February 24, 2003 ~ 2:35 AM

I wrote this after Noah left me just a little bit ago. He came to give me a hug. He was threatening to take his pillow and I got scared... He wanted me to promise to turn around and face the demons when they are chasing me tonight... How can I promise that? I can't control my dreams... if I could, I wouldn't dream the things I do! Anyhow, I couldn't promise and Noah got all pissed and upset... yet he kept it inside. He didn't want to upset me. So I wouldn't have nightmares, I suppose. He must love me a lot, huh? To get pissed at me and so bitter just cuz I wouldn't promise him I'd face my demons. I wasn't sure if I could. But I sat down and I wrote this away message and I became more confidant.

I'm with Noah somewhere... even if only in my dreams. I'm always with Noah Dekkers. I'm sleeping right now. And dreaming of this love that continues to blow my mind. I promise I'll try to have sweet dreams, Noah. I'll dream of waking up next to you or waking up with your arms around me. Waking up and smiling. I love you, Noah John Dekkers.

Then I went to get into bed and an image flashed in my mind of those vampires you see on Buffy the Vampire Slayer. And I thought about another night alone when my demons are already starting to fight their way out... And I got scared. And I added to the away message. A message directed directly to Noah.

▶ [PROBLEM STATEMENT]:
Repeat, word for word, the passage of the journal entry that begins at "February 24, 2003" and ends after "became more confidant.".

▶ [SOURCE MATERIAL]:
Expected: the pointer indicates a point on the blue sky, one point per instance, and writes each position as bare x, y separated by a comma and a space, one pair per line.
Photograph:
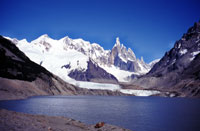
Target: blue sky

▶ [COMPLETED TASK]:
February 24, 2003 ~ 2:35 AM

I wrote this after Noah left me just a little bit ago. He came to give me a hug. He was threatening to take his pillow and I got scared... He wanted me to promise to turn around and face the demons when they are chasing me tonight... How can I promise that? I can't control my dreams... if I could, I wouldn't dream the things I do! Anyhow, I couldn't promise and Noah got all pissed and upset... yet he kept it inside. He didn't want to upset me. So I wouldn't have nightmares, I suppose. He must love me a lot, huh? To get pissed at me and so bitter just cuz I wouldn't promise him I'd face my demons. I wasn't sure if I could. But I sat down and I wrote this away message and I became more confidant.